Gather each line in the entries that includes the string "bridesmaid".

____

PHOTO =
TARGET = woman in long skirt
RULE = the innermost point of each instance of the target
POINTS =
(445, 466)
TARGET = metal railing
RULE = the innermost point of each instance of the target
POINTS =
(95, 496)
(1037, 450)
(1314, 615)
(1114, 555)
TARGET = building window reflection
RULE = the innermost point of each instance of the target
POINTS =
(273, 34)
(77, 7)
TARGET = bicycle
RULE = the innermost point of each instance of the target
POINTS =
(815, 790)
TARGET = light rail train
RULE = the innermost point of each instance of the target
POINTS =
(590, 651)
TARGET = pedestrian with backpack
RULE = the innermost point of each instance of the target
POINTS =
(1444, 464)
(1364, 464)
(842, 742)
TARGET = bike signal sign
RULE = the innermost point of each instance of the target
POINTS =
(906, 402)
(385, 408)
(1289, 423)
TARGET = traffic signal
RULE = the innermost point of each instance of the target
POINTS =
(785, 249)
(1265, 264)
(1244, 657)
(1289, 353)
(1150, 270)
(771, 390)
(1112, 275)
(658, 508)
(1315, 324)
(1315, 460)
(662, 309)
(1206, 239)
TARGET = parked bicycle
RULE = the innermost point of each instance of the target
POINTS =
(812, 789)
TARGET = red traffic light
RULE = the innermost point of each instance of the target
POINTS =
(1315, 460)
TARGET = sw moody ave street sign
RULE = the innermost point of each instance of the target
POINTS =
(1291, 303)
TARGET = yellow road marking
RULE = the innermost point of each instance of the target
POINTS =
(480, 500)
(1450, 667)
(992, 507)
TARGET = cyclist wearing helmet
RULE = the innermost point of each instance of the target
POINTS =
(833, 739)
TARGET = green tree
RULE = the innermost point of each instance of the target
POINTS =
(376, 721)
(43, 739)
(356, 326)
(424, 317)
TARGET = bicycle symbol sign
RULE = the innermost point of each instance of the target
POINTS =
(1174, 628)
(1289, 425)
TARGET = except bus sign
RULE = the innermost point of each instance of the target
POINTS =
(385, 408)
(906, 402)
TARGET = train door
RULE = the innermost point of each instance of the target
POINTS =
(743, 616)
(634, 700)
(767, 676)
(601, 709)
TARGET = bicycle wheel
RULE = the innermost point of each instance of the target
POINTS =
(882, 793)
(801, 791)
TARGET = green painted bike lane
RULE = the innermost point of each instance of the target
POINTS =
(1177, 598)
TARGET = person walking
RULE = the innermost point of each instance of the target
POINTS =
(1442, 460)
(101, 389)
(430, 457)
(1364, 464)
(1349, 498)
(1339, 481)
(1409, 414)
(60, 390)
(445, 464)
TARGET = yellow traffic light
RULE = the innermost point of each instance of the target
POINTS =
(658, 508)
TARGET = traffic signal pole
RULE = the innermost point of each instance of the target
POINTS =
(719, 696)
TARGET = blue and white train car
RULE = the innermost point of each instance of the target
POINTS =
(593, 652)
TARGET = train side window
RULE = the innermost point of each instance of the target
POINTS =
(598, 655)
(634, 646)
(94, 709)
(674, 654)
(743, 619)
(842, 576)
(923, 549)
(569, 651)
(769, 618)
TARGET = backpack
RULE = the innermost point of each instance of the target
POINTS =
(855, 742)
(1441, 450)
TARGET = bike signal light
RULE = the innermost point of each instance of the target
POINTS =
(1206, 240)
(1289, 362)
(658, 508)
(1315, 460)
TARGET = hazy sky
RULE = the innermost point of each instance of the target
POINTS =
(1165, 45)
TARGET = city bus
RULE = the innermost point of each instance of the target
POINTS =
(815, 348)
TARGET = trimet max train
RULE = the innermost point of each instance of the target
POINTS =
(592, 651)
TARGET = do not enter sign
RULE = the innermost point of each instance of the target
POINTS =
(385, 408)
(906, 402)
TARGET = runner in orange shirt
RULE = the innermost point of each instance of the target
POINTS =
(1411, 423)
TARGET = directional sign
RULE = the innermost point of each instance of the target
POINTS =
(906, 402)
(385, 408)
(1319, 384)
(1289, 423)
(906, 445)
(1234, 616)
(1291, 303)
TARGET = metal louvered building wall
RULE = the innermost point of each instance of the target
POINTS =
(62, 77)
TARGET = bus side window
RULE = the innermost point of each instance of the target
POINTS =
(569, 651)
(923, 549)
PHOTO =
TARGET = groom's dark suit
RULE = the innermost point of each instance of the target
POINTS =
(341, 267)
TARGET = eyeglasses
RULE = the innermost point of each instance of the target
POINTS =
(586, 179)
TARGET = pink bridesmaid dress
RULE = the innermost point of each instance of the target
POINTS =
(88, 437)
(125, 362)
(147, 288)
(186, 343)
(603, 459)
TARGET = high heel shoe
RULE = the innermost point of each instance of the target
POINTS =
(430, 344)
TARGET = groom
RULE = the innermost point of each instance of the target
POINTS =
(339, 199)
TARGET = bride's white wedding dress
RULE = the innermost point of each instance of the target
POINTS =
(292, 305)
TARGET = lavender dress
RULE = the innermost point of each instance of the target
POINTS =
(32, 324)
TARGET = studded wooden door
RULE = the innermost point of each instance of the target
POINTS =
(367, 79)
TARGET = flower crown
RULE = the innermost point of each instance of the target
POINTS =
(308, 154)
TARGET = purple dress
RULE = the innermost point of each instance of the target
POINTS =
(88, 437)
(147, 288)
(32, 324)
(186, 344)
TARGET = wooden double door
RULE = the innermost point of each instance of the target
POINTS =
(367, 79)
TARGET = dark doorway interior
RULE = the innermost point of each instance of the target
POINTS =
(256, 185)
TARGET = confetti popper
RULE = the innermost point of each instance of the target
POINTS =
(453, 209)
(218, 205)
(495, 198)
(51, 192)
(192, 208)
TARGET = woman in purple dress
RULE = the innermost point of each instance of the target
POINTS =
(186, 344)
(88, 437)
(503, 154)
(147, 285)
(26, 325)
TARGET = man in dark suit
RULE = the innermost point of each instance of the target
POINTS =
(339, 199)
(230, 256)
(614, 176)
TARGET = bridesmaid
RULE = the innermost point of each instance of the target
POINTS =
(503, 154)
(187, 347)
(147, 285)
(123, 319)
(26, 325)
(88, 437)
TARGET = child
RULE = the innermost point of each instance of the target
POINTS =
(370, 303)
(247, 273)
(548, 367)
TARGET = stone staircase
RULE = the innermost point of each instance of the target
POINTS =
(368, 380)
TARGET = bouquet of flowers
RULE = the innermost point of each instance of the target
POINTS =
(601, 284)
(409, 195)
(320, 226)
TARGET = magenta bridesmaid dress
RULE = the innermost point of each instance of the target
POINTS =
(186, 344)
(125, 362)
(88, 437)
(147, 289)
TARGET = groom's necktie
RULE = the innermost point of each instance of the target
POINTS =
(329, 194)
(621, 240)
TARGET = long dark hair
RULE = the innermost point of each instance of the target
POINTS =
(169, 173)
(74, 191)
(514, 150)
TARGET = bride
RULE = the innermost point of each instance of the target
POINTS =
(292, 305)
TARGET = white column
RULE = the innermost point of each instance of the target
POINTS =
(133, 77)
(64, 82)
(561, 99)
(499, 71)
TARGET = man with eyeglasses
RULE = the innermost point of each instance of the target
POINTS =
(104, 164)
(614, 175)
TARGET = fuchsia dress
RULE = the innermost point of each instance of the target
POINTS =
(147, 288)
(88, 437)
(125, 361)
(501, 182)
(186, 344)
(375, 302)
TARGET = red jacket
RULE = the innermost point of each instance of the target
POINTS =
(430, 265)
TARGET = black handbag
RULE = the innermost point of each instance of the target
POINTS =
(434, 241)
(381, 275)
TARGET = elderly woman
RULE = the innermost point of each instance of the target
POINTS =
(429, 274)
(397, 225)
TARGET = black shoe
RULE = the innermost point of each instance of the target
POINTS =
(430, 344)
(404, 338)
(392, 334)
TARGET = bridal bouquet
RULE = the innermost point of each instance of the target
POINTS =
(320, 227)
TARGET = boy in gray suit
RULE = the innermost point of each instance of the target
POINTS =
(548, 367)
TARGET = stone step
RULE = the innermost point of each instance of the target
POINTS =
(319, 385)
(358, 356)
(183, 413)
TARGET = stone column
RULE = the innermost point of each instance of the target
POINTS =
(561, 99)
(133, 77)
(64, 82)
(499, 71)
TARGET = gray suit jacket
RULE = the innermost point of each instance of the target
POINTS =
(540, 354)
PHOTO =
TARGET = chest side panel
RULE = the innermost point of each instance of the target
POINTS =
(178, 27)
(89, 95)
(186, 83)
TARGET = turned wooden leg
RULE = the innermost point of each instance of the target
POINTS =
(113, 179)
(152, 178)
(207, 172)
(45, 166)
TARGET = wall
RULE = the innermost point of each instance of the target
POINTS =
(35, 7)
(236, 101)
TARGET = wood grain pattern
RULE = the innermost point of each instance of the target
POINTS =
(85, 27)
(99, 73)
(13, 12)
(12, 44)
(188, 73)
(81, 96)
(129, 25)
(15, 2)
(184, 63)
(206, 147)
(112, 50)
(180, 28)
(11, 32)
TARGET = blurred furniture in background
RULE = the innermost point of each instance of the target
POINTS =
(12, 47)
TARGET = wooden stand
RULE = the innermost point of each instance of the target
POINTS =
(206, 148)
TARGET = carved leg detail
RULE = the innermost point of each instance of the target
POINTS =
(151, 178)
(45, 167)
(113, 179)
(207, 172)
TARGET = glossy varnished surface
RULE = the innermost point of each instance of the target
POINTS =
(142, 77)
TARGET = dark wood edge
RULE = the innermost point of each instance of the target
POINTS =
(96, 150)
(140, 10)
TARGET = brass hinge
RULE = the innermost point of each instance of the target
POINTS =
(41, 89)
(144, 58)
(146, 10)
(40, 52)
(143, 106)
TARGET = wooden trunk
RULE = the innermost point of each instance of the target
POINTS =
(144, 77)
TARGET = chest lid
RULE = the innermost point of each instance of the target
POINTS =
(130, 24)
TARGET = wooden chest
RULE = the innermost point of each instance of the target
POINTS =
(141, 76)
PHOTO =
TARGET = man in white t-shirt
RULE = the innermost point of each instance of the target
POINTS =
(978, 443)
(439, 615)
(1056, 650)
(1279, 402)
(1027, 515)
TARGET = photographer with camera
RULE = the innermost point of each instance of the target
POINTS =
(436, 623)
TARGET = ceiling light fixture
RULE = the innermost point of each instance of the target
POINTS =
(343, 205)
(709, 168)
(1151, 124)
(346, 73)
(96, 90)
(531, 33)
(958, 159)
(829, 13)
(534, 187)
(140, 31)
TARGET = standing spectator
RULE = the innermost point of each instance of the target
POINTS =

____

» **ANSWER BOX**
TARGET = pink bridesmaid dress
TARGET = bridesmaid
TARGET = magenta bridesmaid dress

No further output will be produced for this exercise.